[What you need to do] Copy out the listing below line for line, keeping every character unchanged.

[Given information]
════════════════

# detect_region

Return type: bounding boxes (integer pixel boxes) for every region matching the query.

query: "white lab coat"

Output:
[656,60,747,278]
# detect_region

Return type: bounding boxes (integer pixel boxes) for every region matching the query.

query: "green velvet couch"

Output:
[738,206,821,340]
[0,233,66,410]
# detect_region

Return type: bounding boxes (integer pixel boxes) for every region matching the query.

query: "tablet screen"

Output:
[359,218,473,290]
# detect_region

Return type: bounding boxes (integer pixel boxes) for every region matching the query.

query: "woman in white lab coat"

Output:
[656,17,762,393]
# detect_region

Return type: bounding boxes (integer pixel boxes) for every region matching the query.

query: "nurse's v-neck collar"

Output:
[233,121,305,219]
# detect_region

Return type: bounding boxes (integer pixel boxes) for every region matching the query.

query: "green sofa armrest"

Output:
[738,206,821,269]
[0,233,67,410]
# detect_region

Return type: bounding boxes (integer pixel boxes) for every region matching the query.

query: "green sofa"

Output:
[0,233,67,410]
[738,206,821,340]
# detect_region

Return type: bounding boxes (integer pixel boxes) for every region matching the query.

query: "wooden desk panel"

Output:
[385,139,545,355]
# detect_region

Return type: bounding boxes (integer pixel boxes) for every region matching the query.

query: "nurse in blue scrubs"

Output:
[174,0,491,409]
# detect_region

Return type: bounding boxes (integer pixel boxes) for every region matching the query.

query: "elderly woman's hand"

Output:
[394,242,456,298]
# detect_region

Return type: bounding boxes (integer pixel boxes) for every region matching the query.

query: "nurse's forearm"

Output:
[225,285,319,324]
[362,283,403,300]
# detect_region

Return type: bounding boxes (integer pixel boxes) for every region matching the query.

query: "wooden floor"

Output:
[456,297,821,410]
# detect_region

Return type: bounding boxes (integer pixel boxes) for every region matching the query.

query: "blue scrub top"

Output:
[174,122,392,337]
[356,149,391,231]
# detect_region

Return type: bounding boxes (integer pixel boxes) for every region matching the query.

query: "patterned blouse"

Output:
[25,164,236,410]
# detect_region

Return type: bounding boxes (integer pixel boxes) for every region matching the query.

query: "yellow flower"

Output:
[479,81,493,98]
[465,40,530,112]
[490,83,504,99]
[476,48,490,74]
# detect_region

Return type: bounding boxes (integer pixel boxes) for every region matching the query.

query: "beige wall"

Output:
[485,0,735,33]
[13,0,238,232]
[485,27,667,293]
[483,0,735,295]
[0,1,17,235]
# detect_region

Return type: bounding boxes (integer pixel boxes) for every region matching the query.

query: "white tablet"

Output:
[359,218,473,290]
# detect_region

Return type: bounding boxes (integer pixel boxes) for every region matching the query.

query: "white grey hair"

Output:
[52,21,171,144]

════════════════

[Response for this exercise]
# detect_region

Return type: bounding boxes (integer pixel boxes) for every region matching the query.

query: "white lab coat"

Output:
[656,60,747,278]
# detect_region

Return type: bounding boxes (integer pixel boxes) for every region matching the query.

query: "green velvet couch"

Output:
[738,206,821,340]
[0,233,66,410]
# detect_region

Return type: bounding boxes (integer pixel boxes) for every region matching the query.

query: "tablet screen"

Output:
[359,218,473,290]
# detect_region

Return type: bounding boxes (integer pixel boxes) for every region matching the query.

query: "woman in white lab coat"

Output:
[656,17,762,393]
# detect_region

Return type: bounding boxes (integer pixel boxes) for every region matching the query.

query: "nurse's v-neck collar"

Output:
[233,121,305,219]
# detect_region

Return type: bounding boxes (integer pixel boxes) for every region matching the query.

query: "green sofa armrest"

Output:
[738,206,821,269]
[0,233,67,410]
# detect_region

Return type: bounding boxes (integer pixel boxes) for every region matching the query.

query: "green sofa"

Output:
[0,233,67,410]
[738,206,821,340]
# detect_region

Return type: bounding boxes (integer pixel boxes) for every region matching the query.

query: "wooden desk panel"

Output:
[385,139,545,355]
# detect_region

Return type: bounding boxes (integer pixel boxes) for every region matching the query.

query: "nurse in blue scrubs"

Output:
[174,0,491,409]
# detect_region

Return type: bounding boxes (integer pixel boxes) for every region matching the query.

query: "elderly woman's hand"

Output:
[394,242,456,298]
# detect_region

Return type: bounding boxes (integer pixel boxes) for every region matching the query.

query: "nurse's forearm"

Output:
[225,285,319,324]
[362,283,403,300]
# detect_region

Return type: bounding boxes (integer pixel boxes) for every region matching the query.

query: "wooden floor"

Output:
[456,297,821,410]
# detect_region

Return type: bounding boxes (integer pixel boxes) for every region matching the query.

query: "blue scrub top"

Output:
[174,122,392,337]
[356,149,391,231]
# detect_region

Return type: bounding boxes (integer pixel boxes) for every region matching the query.

query: "patterned blouse"

Output:
[25,164,236,410]
# detect_region

Return type: bounding boxes (integer pixel boxes) for every region matching the query.

query: "yellow flower"

Output:
[479,81,493,98]
[465,40,530,112]
[490,83,504,99]
[476,48,490,74]
# detect_region

Return type: bounding boxes (integer pixel boxes) for every region matching the query.

query: "beige wall"

Output:
[485,0,735,33]
[13,0,238,232]
[485,27,667,293]
[483,0,735,295]
[0,1,17,235]
# detect_region

Return type: bounding boxes (integer pixel boxes) for every region matching the query.

query: "white tablet"

Output:
[359,218,473,290]
# detect_region

Return type: bounding boxes (integer pixel boxes) for every region matching the query.

query: "white grey hair"

Output:
[52,21,171,144]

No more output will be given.